Find the line that contains "Question. The picture above shows the boy's arm.". Repeat that line and all lines following it, exactly, through the end of the listing below.

(Beginning of DATA EXTRACT)

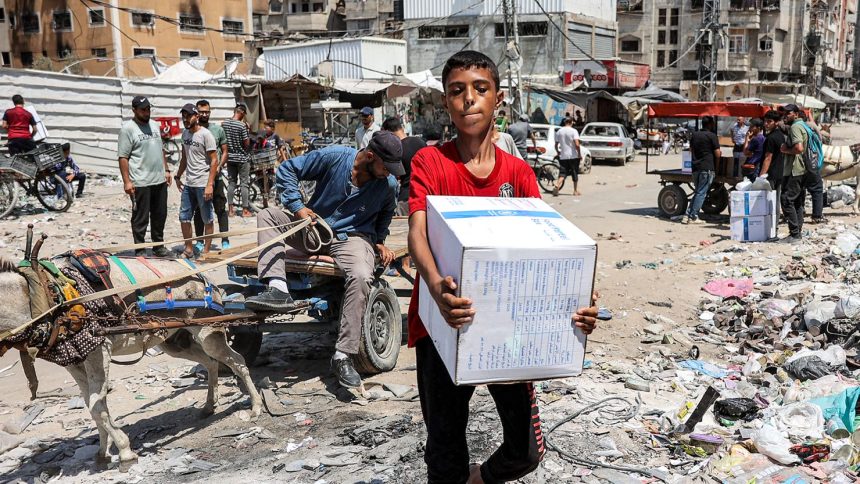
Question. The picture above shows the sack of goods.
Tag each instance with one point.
(753, 215)
(527, 270)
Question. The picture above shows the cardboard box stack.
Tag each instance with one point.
(527, 270)
(753, 215)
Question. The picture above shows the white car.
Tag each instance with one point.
(608, 141)
(545, 135)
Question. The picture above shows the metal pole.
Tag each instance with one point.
(506, 14)
(519, 96)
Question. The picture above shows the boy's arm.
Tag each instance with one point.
(457, 311)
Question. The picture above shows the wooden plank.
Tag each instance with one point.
(397, 242)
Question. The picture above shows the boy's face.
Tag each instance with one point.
(471, 98)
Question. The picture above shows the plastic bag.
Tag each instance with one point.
(848, 307)
(770, 442)
(834, 355)
(736, 409)
(818, 312)
(777, 308)
(761, 183)
(803, 420)
(847, 242)
(808, 368)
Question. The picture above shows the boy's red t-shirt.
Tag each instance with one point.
(19, 120)
(438, 170)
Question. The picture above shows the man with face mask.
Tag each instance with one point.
(356, 196)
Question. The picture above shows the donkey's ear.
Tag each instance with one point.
(6, 265)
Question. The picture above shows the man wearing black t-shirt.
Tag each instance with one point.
(705, 150)
(772, 163)
(411, 145)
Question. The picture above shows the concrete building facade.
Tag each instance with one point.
(5, 45)
(544, 49)
(120, 37)
(765, 42)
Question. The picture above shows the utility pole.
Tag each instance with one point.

(End of DATA EXTRACT)

▶ RESULT OF THE TASK:
Question. The picture above shows the boy's arm.
Tag each instance with one point.
(457, 311)
Question. The picture above shows the wooden plank.
Tag each instance with one point.
(397, 242)
Question. The picture above shows the boy's face.
Tag each instance with one point.
(471, 98)
Question. The picture above shows the plastic bag.
Tag each instance with one point.
(848, 307)
(770, 442)
(834, 355)
(736, 409)
(818, 312)
(777, 308)
(761, 183)
(803, 420)
(847, 242)
(808, 368)
Question. The picture above shows the boy's red t-shirt.
Tag each instance with one point.
(19, 120)
(438, 170)
Question. The picture above shows the man with face mask.
Tag each instance with one point.
(356, 196)
Question. The picture above shows the donkey's ear.
Tag each instance with one point.
(6, 265)
Question. The picture above shows the man wearing black t-shirt.
Tag each instance with one point.
(705, 150)
(772, 163)
(411, 145)
Question. The picture above shows the concrete building facade.
Tag each instance with one point.
(5, 45)
(544, 49)
(120, 37)
(765, 42)
Question. The picture above shows the utility pole.
Tag each instance with one point.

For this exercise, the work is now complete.